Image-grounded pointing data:
--- START ---

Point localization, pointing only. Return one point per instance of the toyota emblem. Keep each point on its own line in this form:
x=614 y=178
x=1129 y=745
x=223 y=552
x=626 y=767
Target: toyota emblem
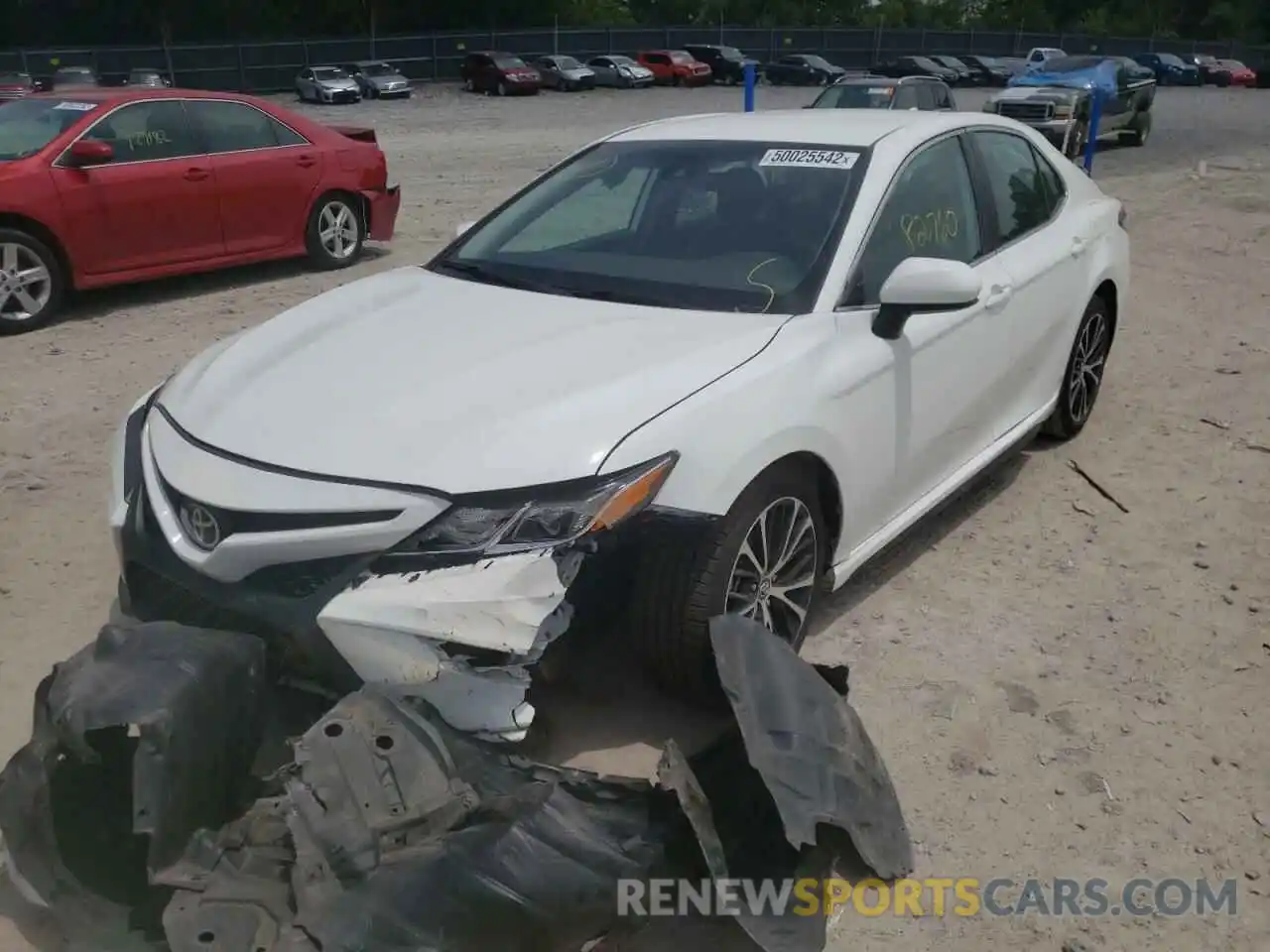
x=199 y=526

--- END ---

PROBLEM.
Copy the records exactly, leaving out every picture.

EXERCISE OUTPUT.
Point localization, pointing only. Return one point per instance of the toyota emblem. Keep each point on its own line in this form:
x=614 y=178
x=1129 y=745
x=223 y=552
x=626 y=767
Target: toyota emblem
x=199 y=526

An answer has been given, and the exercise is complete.